(Beginning of Selected extract)

Angela Lansbury, furiously lit up with self-belief, slaying the audience as she devoured Rose’s Turn in Gypsy; Elaine Stritch weaving seamlessly in and out of song in her jaw-dropping solo show At Liberty; the taste-free sequence of little old ladies dancing on Zimmer frames in The Producers… These, to borrow Oscar Hammerstein’s phrase, are a few of my favourite (musical theatre) things.
Other unforgettable moments also resurface more often than is necessary. I’m thinking of the preview of The Fields of Ambrosia (“Where everyone knows ya’”). “Come early,” insisted assistant director James Menzies-Kitchin, “so you can see everything before I’ve persuaded them to take the worst bits out.”
And then there was the second act opener of the Edward VIII and Mrs Simpson musical in which a stage full of Welsh miners doffed their caps to the Prince of Wales and leapt into song and dance in his honour, a choice that rendered my theatre companion slack-jawed in amazement. The show was titled Always but ‘About Six Weeks’ would have been more apt.
Another of these ‘greats’ came to (and, somewhat swiftly, went from) the Piccadilly Theatre in 2002: Romeo and Juliet – The Musical, the English version of a French hit, which, I’m extremely sorry to relate, has since been inflicted upon audiences in 18 countries in cities from Antwerp to Taipei and, yes, even Verona. Lowlights in London included the nurse glancing at the heroine and singing: “Now she’s in love and everything has changed, Her feelings and her hair have all been rearranged.”
Not, I think we can agree, lyricist Don Black’s finest moment. The casting didn’t help. The nurse was played by Jane McDonald whose accent strongly suggested Verona was one of the dodgier suburbs of Wakefield. In what passed for the script, greeting the lovers in bed she proceeded to scold Romeo: “Yer’ muther-in-law’s not going to like this… especially when she finds out she is yer muther-in-law.”
Pity poor Lorna Want in her stage debut as Juliet. On a bed atop scaffolding about to take the sleeping draught – a medicine bottle with, if memory serves, a skull and crossbones on it – she shrugged and announced: “Here goes.”
It was, as my colleague Lyn Gardner wrote in the Guardian: “Truly tragic – but not in the way Shakespeare intended.” In the Telegraph, Charles Spencer described it as: “Witless, banal, clumsily staged, abysmally written and often buttock-clenchingly embarrassing.”
The thing about Romeo and Juliet is that even people who have never seen the original know the plot. That’s one reason why this, arguably the most malleable Shakespeare play, has had so many TV productions and 12 film versions including those by Franco Zeffirelli and Baz Luhrmann, not to mention the animated Gnomeo and Juliet. But no one sang in those. Maybe Romeo and Juliet doesn’t need music?

(End of Selected extract)
(Beginning of Records)

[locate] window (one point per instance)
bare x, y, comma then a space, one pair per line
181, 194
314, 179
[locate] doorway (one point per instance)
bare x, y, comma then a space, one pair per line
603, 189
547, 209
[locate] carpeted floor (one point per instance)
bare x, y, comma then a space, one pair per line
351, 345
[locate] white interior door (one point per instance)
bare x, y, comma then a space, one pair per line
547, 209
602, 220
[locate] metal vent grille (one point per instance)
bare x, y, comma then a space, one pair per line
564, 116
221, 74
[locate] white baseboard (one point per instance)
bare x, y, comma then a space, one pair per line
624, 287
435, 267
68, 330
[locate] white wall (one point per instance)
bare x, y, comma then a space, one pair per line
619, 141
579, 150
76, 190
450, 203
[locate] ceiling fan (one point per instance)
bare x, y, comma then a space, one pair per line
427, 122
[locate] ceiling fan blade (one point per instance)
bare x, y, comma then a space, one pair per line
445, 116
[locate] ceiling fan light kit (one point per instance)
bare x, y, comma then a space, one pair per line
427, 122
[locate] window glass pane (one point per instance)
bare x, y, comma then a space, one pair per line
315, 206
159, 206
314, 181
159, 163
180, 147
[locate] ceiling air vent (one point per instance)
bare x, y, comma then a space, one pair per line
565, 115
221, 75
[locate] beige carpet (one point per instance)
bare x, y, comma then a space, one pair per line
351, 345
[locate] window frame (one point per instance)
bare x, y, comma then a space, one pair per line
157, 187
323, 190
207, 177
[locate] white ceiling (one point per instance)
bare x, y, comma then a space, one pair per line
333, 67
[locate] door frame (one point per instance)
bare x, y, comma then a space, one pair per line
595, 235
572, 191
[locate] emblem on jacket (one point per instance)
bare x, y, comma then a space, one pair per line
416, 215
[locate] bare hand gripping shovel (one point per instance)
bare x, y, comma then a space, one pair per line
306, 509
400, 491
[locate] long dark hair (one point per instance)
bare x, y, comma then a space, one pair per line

(End of Records)

• Work instructions:
1. Decide whether each statement agrees with the musical theatre article. For each, answer yes or no and quote the exact words of the article that decide it.
(a) Romeo and Juliet – The Musical opened at the Piccadilly Theatre in 2002.
(b) Jane McDonald played Juliet.
(c) Romeo and Juliet has had 12 film versions.
2. Summarize the musical theatre article in three sentences.
3. Carry on writing the musical theatre article from the point where it stops.

• Solved tasks:
1.
(a) Yes: "came to (and, somewhat swiftly, went from) the Piccadilly Theatre in 2002"
(b) No: "The nurse was played by Jane McDonald"
(c) Yes: "has had so many TV productions and 12 film versions"

2. The writer recalls favorite musical theatre moments, such as Angela Lansbury in Gypsy and Elaine Stritch in At Liberty, along with memorably bad ones like The Fields of Ambrosia and the Edward VIII and Mrs Simpson musical Always. Chief among the bad ones is Romeo and Juliet – The Musical, which came to the Piccadilly Theatre in 2002 and is remembered for weak lyrics, unhelpful casting and a poor script, and which critics Lyn Gardner and Charles Spencer condemned. The writer notes that the play's well-known plot has drawn many TV productions and film versions, none of them sung, and asks whether Romeo and Juliet needs music at all.

3.
Tell that to Tchaikovsky. He turned it into a winningly fervid symphonic poem. And there are four operas: Giulietta e Romeo (1825) by Nicola Vaccai (no, I’ve never heard of him either); Bellini’s I Capuleti e i Montecchi, five years later, short on tension but the trilling is thrilling; Charles Gounod’s crowd-pleaser Roméo et Juliette in 1867 and Delius’ A Village Romeo and Juliet at the turn of the 20th century, which gave the world the passionate hit A Walk to the Paradise Garden – but that’s an orchestral interlude. Then came 1957’s audacious and still compelling West Side Story (which Ivo van Hove is directing on Broadway, with two entire months of previews, from December 10, a year ahead of Spielberg’s movie remake, which comes complete with Tony Kushner screenplay.)
All of this sprang to mind after I was knocked out by Matthew Bourne’s Romeo and Juliet, now at Sadler’s Wells and touring until October 12. Bourne’s version is assisted immeasurably by Prokofiev’s thrillingly dynamic ballet score – the most successful purely musical interpretation of all – arranged by Bourne’s regular collaborator Terry Davies.
A ‘collaborator’ is key. What makes West Side Story and Bourne’s production work is that they’re not just riding on the coat-tails of a famous title, they are sophisticated rethinks created through intensely detailed collaboration between gifted theatremakers whose mutual respect ups each other’s game.
West Side Story director and choreographer Jerome Robbins argued with book writer Arthur Laurents, composer Leonard Bernstein and lyricist Stephen Sondheim to winning effect.
Bourne doesn’t just create choreography: he conceives and directs audience-grabbing drama, his dancers embodying and amplifying music in space defined by Paule Constable’s lighting of Lez Brotherston’s set. Anyone keen to understand how to dramatise theatre space – to understand theatre – should rush.